_Objective_
Write out every item below word for word, omitting the pictures.

_Dataset extract_
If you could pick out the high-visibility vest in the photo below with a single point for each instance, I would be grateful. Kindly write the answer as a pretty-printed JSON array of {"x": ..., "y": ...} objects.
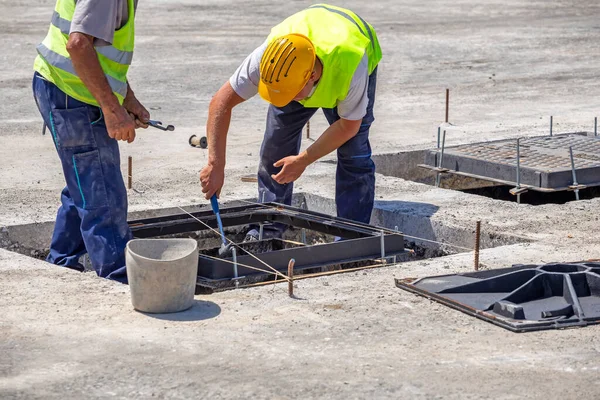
[
  {"x": 341, "y": 39},
  {"x": 54, "y": 62}
]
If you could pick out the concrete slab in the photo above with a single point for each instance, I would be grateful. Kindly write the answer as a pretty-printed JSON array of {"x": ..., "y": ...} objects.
[{"x": 509, "y": 65}]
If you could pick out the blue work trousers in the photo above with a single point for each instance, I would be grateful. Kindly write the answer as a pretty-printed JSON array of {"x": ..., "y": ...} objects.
[
  {"x": 355, "y": 176},
  {"x": 93, "y": 214}
]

_Exercise answer_
If you could pick out the high-visibility vest in the photo below with a single point for each instance, I would be grateful. Kindly write the answer as a pretty-printed JSON array of {"x": ..., "y": ...} objects.
[
  {"x": 341, "y": 39},
  {"x": 54, "y": 62}
]
If you could pick out the concrete slab in the photo above with a single point for each instance, I would be grateful. Kindly write the answer as a pretty-printed JSON array of {"x": ..., "y": ...} objects.
[{"x": 509, "y": 65}]
If you could pick out the blue work trousers in the photo above with a single point for each instance, I would be grateful. Kindly write the answer as a pretty-printed JSON array of {"x": ..., "y": ...} objects.
[
  {"x": 355, "y": 176},
  {"x": 93, "y": 214}
]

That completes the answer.